● **Textauszug**
★ ★ ★ ★
© JUNGE FREIHEIT Verlag GmbH & Co. KG www.jungefreiheit.de 10/22 / 04. März 2022

Wissenschaftsfreiheit heißt nicht Widerspruchsfreiheit
Verteidigung des Meinungsterrors
(dg)

In der „Cancel Culture“, die ihre historischen Ursprünge in den USA der 1960er hat, ist es üblich, zu einem Boykott von Personen oder Unternehmen aufzurufen, die sich aus Sicht der Aufrufenden ihnen gegenüber „falsch“ oder „diskriminierend“ verhalten haben. Diese öffentliche Ächtung bewirkt  dann, daß ihnen die „Aufmerksamkeit und Teilhabe am öffentlichen Diskurs entzogen wird“. So lautet die maximal verharmlosende Definition eines auf die Zerstörung der sozialen und nicht selten auch materiellen Existenz seiner Opfer gerichteten Meinungsterrors, die die dunkelhäutige Journalistin Fahima Makanga im Magazin Katapult (24/2022) vorträgt. Entsprechend dieser Definition spielt Makanga den Fall des bisher prominentesten Opfers der Cancel Culture an europäischen Universitäten, der britischen Philosophin Kathleen Stock (JF 45/21), herunter. Der Apologie des NDR- und Übermedien-Journalisten Andrej Reisin folgend, behauptet Makanga, Stock habe ihre gegen die Trans-Lobby gerichtete „biologistische Lesart von Geschlecht“ nicht als Wissenschaftlerin geäußert. Dazu fehle ihr die Kompetenz, denn sie sei auf dem Forschungsfeld „Geschlechterstudien“ nicht aktiv, sondern habe sich zumindest bis 2018 auf ihre Schwerpunkte Ästhetik, Literatur-, Film- und Musiktheorie konzentriert. Also habe sie sich zum Transsexuellengesetz primär als „politische Aktivistin“ geäußert. Deswegen müsse sie wie jeder andere Bürger für ihre Überzeugungen einstehen und  „Gegenwind“ aushalten. Wissenschaftsfreiheit garantiere eben keine Widerspruchsfreiheit. Es sei schlimmstenfalls „höchst problematisch“, sie „teilweise“ an der Ausübung ihres Berufes als Wissenschaftlerin gehindert zu haben.
★ ★ ★ ★
● **Aufgeführte Daten**
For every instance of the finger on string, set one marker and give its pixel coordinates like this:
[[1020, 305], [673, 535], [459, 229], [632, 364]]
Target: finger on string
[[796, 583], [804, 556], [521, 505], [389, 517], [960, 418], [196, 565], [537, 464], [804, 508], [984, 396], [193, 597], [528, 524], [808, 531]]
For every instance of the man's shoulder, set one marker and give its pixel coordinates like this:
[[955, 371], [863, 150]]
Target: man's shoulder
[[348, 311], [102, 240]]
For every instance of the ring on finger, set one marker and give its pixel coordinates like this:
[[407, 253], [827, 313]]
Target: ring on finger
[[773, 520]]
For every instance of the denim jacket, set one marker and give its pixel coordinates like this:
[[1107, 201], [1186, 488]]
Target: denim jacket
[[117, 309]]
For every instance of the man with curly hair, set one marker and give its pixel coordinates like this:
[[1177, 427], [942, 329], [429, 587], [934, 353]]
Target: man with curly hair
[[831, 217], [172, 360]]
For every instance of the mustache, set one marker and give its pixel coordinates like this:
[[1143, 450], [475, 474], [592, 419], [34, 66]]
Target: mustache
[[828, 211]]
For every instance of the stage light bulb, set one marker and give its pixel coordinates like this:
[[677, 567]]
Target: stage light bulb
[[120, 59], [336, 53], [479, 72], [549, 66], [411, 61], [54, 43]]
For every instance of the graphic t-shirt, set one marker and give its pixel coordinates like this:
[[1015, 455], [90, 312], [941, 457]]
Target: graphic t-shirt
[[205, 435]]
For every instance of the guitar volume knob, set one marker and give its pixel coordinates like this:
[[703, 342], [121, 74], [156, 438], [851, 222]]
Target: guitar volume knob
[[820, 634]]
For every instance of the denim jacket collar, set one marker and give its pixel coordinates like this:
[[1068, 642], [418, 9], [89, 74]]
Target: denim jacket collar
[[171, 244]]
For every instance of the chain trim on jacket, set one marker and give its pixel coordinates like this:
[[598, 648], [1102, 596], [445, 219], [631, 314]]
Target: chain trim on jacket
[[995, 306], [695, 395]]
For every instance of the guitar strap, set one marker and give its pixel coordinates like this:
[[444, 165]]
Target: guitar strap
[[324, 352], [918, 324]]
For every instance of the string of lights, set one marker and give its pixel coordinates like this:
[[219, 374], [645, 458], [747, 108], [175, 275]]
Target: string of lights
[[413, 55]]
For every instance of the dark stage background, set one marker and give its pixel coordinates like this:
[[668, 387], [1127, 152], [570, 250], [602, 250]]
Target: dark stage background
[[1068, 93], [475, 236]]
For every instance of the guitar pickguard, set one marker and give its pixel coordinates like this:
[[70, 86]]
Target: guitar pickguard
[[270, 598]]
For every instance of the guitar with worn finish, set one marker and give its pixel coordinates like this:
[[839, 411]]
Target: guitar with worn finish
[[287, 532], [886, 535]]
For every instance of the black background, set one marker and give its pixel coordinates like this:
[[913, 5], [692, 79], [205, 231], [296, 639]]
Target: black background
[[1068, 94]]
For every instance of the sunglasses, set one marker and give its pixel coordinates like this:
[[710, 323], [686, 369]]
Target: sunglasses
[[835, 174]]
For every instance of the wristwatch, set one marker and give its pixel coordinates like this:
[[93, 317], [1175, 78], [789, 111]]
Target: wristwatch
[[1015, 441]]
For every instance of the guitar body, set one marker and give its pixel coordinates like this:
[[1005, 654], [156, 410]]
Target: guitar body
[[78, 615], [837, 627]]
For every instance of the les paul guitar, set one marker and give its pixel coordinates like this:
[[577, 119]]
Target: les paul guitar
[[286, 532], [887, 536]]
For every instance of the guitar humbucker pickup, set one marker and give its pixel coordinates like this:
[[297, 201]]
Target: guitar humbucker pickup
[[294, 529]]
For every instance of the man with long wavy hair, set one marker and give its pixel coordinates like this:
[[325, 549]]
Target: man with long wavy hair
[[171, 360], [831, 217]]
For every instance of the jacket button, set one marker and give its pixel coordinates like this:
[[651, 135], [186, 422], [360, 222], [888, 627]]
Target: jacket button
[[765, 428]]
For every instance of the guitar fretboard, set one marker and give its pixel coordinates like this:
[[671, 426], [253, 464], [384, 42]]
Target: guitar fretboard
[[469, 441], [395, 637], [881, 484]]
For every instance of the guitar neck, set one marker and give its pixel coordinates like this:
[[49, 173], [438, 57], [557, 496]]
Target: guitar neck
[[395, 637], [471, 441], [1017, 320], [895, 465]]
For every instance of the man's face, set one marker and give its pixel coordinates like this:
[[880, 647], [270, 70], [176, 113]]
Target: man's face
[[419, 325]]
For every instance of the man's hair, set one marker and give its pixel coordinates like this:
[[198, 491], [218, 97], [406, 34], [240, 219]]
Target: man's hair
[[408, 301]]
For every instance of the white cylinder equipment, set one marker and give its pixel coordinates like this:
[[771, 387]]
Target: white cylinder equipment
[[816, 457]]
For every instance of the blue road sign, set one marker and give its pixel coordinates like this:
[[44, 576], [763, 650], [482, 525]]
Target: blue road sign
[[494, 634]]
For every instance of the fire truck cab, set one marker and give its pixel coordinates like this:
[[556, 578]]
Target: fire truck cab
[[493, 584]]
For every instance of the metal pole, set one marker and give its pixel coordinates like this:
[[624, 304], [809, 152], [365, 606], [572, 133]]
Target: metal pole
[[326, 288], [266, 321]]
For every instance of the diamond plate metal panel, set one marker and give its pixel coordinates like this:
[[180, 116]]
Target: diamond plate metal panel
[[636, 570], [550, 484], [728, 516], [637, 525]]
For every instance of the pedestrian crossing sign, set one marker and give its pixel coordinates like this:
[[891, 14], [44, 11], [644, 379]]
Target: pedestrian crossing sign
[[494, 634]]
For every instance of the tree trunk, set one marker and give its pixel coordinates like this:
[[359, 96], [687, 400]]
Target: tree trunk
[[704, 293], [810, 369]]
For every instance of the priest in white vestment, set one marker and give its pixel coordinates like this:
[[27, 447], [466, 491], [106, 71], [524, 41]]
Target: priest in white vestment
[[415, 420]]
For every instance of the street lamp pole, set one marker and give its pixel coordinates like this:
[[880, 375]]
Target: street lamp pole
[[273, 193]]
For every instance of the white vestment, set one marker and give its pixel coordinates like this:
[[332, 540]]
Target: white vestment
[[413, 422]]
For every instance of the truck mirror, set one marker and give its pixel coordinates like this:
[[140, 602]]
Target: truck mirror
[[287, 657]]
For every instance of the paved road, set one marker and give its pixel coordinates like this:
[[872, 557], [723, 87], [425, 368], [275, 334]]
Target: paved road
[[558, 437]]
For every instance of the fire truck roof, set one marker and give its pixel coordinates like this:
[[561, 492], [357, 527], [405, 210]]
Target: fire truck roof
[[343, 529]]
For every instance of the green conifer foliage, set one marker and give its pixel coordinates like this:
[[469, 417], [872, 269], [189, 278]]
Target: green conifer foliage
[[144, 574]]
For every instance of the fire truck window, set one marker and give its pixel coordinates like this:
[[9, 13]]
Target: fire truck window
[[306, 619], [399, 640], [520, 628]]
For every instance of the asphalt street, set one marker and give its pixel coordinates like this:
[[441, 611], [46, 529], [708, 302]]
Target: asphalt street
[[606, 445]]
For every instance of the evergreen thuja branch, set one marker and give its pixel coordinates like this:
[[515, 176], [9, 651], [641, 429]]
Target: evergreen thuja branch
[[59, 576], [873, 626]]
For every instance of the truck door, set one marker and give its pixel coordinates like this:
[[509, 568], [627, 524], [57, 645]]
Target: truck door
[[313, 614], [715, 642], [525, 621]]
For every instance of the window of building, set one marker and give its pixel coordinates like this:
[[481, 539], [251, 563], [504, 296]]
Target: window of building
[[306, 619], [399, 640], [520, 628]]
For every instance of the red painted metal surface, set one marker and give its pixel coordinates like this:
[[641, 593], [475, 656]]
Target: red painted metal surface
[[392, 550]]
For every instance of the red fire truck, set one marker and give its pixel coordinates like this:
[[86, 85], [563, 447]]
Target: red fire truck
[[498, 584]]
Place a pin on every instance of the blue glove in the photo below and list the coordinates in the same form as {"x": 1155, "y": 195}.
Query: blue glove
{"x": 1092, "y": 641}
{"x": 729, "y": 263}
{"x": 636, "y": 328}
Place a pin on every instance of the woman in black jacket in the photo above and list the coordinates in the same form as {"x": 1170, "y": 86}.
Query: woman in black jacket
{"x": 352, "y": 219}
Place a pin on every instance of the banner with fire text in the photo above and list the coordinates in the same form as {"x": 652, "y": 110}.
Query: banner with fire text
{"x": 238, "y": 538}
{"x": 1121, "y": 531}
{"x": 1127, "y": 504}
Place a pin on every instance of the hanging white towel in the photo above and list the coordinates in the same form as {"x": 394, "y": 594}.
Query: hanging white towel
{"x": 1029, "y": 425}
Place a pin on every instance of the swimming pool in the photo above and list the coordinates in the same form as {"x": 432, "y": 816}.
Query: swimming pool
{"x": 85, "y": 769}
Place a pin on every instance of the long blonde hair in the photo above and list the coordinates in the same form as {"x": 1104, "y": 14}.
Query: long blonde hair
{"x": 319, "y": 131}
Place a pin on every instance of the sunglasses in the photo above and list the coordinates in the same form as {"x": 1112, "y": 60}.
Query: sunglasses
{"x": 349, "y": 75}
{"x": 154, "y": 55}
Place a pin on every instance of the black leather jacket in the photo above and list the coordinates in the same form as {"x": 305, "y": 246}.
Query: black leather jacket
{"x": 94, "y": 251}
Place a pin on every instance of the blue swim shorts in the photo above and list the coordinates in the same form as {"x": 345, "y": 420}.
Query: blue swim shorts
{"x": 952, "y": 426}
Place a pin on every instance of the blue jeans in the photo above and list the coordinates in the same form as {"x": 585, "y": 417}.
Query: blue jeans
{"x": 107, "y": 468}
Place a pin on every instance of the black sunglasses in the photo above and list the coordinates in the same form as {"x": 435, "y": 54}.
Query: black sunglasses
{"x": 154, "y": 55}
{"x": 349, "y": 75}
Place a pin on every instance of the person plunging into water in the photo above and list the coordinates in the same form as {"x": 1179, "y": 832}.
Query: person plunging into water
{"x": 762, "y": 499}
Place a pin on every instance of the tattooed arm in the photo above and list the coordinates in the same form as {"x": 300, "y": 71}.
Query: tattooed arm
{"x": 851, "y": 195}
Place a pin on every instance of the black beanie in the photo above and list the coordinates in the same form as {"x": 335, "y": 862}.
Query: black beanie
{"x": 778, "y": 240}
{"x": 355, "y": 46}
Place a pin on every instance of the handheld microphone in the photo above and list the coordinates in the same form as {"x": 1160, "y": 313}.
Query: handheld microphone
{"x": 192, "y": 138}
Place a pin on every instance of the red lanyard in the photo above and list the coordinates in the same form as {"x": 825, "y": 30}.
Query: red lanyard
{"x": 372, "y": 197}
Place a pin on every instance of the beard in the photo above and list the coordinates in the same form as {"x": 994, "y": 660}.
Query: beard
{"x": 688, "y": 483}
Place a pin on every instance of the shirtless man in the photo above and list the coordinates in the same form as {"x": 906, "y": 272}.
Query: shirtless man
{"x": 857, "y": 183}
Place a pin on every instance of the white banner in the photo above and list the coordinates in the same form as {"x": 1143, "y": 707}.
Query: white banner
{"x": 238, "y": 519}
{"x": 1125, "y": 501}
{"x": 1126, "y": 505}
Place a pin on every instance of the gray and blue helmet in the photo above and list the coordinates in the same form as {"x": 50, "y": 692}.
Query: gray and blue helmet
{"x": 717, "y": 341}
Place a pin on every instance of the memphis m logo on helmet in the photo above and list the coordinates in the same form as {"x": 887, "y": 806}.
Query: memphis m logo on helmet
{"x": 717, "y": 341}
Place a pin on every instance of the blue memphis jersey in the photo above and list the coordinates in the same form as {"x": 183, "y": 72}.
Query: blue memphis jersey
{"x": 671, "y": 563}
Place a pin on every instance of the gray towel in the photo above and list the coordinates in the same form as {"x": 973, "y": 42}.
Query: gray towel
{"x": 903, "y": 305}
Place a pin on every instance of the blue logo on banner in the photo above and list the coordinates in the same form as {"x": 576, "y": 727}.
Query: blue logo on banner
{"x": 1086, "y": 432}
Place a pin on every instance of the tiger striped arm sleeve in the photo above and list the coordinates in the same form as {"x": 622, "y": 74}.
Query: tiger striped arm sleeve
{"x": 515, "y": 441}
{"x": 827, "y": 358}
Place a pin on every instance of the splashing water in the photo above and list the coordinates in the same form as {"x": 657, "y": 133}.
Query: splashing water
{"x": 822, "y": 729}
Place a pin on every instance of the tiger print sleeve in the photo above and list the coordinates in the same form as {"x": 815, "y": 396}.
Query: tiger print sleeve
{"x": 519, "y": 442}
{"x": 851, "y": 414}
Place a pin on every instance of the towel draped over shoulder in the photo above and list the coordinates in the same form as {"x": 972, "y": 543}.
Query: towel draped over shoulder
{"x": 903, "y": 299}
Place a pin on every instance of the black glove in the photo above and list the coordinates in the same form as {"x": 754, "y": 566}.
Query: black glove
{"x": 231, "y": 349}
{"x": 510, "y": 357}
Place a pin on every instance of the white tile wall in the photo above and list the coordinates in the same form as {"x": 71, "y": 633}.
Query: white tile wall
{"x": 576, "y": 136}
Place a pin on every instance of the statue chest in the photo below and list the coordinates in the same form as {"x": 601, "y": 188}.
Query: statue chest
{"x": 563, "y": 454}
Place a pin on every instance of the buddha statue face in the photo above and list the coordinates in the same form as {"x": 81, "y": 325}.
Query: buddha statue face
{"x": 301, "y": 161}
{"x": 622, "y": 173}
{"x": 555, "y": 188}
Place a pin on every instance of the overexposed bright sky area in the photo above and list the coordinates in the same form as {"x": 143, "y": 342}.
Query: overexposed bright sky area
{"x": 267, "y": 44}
★ ★ ★ ★
In welchem Magazin trägt Fahima Makanga laut dem Textauszug ihre Definition der „Cancel Culture“ vor? Stütze dich ausschließlich auf den Textauszug.

● **Lösung**
Im Magazin Katapult (24/2022).